- [AIM OF THE TASK]:
Substitute "MUST" for every "SHOULD" in the listing below and leave everything else as it is.

- [DATA PROVIDED]:
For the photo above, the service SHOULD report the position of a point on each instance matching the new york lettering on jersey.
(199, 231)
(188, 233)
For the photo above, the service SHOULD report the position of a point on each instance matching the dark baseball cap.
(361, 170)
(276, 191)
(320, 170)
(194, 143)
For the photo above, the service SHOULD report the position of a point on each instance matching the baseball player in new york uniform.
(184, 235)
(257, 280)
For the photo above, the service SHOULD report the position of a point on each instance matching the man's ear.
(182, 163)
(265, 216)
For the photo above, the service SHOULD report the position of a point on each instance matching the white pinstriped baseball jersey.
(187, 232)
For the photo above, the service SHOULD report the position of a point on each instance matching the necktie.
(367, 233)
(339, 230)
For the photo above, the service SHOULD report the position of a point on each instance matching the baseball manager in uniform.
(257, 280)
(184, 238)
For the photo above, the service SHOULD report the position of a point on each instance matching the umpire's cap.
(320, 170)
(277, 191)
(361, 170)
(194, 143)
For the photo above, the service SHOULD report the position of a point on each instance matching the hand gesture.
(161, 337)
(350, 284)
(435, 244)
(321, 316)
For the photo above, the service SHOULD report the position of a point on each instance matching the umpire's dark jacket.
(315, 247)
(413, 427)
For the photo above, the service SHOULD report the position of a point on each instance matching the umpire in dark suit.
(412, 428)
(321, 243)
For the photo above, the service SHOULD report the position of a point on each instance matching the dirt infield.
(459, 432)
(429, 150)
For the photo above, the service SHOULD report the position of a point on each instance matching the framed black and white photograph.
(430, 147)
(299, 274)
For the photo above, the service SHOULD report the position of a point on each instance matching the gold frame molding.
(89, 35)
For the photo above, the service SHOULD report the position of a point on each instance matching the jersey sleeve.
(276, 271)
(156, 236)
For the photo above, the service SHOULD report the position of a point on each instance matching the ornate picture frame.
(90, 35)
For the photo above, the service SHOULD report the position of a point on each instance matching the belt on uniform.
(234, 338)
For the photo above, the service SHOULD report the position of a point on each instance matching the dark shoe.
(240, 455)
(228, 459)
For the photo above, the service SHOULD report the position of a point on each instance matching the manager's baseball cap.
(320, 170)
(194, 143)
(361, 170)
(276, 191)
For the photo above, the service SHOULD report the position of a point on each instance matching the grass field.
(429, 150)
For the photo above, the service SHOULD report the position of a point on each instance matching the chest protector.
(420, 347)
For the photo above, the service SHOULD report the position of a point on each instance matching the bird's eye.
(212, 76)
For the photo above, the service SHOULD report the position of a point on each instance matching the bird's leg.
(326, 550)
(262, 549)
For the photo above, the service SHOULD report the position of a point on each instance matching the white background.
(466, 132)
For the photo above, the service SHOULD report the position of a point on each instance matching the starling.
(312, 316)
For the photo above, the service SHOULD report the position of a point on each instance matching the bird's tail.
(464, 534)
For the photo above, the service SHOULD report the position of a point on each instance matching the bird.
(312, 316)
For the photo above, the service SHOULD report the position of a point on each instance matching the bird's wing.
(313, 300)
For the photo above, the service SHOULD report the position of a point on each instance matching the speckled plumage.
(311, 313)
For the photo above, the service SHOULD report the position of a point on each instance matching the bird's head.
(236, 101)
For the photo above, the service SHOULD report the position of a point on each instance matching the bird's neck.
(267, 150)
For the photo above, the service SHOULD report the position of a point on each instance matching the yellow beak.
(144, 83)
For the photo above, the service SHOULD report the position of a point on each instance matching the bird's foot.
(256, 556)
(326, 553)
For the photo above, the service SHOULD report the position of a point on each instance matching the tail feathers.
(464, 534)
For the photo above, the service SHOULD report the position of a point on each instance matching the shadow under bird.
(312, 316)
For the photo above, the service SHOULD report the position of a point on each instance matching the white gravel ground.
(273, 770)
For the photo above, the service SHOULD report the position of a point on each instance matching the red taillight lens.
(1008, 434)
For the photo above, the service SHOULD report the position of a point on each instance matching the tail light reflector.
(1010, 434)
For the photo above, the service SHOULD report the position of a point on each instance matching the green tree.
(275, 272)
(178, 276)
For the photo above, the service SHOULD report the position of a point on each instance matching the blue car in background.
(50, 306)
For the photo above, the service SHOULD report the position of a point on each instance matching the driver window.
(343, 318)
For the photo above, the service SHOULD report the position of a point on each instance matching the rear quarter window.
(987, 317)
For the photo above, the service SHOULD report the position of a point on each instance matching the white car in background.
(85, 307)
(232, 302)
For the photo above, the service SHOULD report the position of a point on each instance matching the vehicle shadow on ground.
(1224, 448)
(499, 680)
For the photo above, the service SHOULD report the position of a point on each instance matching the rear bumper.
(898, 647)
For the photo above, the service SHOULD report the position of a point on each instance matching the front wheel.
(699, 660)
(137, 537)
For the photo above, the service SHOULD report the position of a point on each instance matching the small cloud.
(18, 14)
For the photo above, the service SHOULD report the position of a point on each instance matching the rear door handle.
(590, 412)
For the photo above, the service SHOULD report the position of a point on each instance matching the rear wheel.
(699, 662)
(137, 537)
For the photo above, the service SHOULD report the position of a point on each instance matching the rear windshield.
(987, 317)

- [OUTPUT FOR THIS TASK]:
For the photo above, the service MUST report the position of a point on each instance matching the new york lettering on jersey.
(199, 231)
(188, 233)
For the photo above, the service MUST report the position of a point on each instance matching the dark baseball cap.
(361, 170)
(276, 191)
(320, 170)
(194, 143)
For the photo above, the service MUST report the position of a point on each instance matching the baseball player in new york uniform.
(184, 235)
(257, 280)
For the photo above, the service MUST report the position of a point on each instance matching the man's ear.
(182, 163)
(265, 216)
For the photo above, the service MUST report the position of a point on each instance matching the white pinstriped baseball jersey.
(187, 232)
For the photo above, the service MUST report the position of a point on each instance matching the necktie.
(367, 233)
(339, 230)
For the photo above, the service MUST report the position of a point on each instance matching the baseball manager in uniform.
(257, 280)
(184, 238)
For the photo above, the service MUST report the position of a point on each instance matching the umpire's cap.
(320, 170)
(277, 191)
(361, 170)
(194, 143)
For the photo above, the service MUST report the position of a point on each instance matching the hand gesture.
(161, 337)
(350, 284)
(435, 244)
(321, 316)
For the photo above, the service MUST report the position of a point on each instance matching the umpire's dark jacket.
(315, 247)
(413, 427)
For the photo above, the service MUST report the position of a point on each instance matching the umpire in dark suit.
(412, 428)
(321, 243)
For the photo above, the service MUST report the position of a point on each instance matching the dirt infield.
(459, 432)
(429, 150)
For the photo above, the service MUST report the position of a point on each instance matching the framed black and white photograph.
(430, 147)
(299, 274)
For the photo above, the service MUST report the position of a point on each instance matching the gold frame molding.
(89, 35)
For the photo above, the service MUST report the position of a point on each instance matching the jersey sleeve.
(276, 271)
(156, 236)
For the photo above, the service MUST report the position of a point on each instance matching the ornate picture frame.
(90, 35)
For the photo above, the service MUST report the position of a point on each instance matching the belt on uniform.
(234, 338)
For the photo above, the service MUST report the position of a point on each instance matching the dark shoe.
(240, 455)
(228, 459)
For the photo above, the service MUST report the position of a point on each instance matching the manager's baseball cap.
(320, 170)
(194, 143)
(361, 170)
(276, 191)
For the photo above, the service MUST report the position of a point on each instance matching the grass field.
(429, 150)
For the photo above, the service MUST report the position of a point on each instance matching the chest protector.
(420, 347)
For the photo above, the service MUST report the position of a point on each instance matching the bird's eye.
(212, 76)
For the photo above, the service MUST report the position of a point on each instance matching the bird's leg.
(326, 550)
(262, 549)
For the photo above, the service MUST report the position of a point on each instance matching the white background.
(466, 132)
For the photo above, the service MUST report the position of a point on each instance matching the starling.
(312, 316)
For the photo above, the service MUST report the position of a point on each instance matching the bird's tail.
(464, 534)
For the photo above, the service MUST report the position of a point on each instance matching the bird.
(312, 316)
For the photo above, the service MUST report the position of a point on each instance matching the bird's wing.
(313, 300)
For the photo above, the service MUST report the position of a point on each instance matching the speckled plumage.
(311, 313)
For the photo above, the service MUST report the position of a point on each instance matching the bird's head.
(236, 101)
For the photo above, the service MUST report the position of a point on each instance matching the bird's neck.
(267, 150)
For the photo above, the service MUST report the position of a point on each instance matching the yellow beak.
(144, 83)
For the photo above, the service MUST report the position of a point on each instance matching the bird's foot.
(256, 556)
(326, 553)
For the photo above, the service MUST report the position of a point on each instance matching the tail feathers.
(464, 534)
For the photo above, the service MUST report the position of a point on each instance matching the shadow under bird.
(312, 316)
For the photo above, the service MUST report the position of a point on each instance matching the white gravel ground.
(273, 770)
For the photo above, the service MUST report the position of a point on each instance matching the red taillight lens.
(1008, 434)
For the photo above, the service MUST report the position of a point on each instance matching the tail light reflector.
(1010, 434)
For the photo above, the service MUST report the position of a point on each instance matching the green tree.
(275, 272)
(178, 276)
For the photo above, the service MUST report the position of a point on each instance matching the blue car in background.
(50, 306)
For the photo above, the service MUST report the position of a point on each instance matching the driver window.
(343, 318)
For the photo above, the service MUST report the position of a point on each instance matching the rear quarter window.
(987, 317)
For the photo above, the service MUST report the position of a point on each instance matching the white car in background.
(85, 307)
(232, 302)
For the photo above, the service MUST report the position of a point on each instance matching the vehicle shadow on ground.
(1224, 448)
(499, 680)
For the photo above, the service MUST report the position of a point on each instance matching the rear bumper.
(898, 647)
For the photo above, the service MUST report the position of a point on each instance matching the front wheel.
(699, 660)
(137, 537)
For the photo above, the service MUST report the position of a point on each instance matching the small cloud.
(18, 14)
For the photo above, the service MUST report the position of a point on each instance matching the rear door handle.
(590, 412)
For the photo above, the service MUST report the position of a point on each instance matching the rear wheel.
(699, 662)
(137, 537)
For the photo above, the service MUST report the position of a point on each instance matching the rear windshield.
(987, 317)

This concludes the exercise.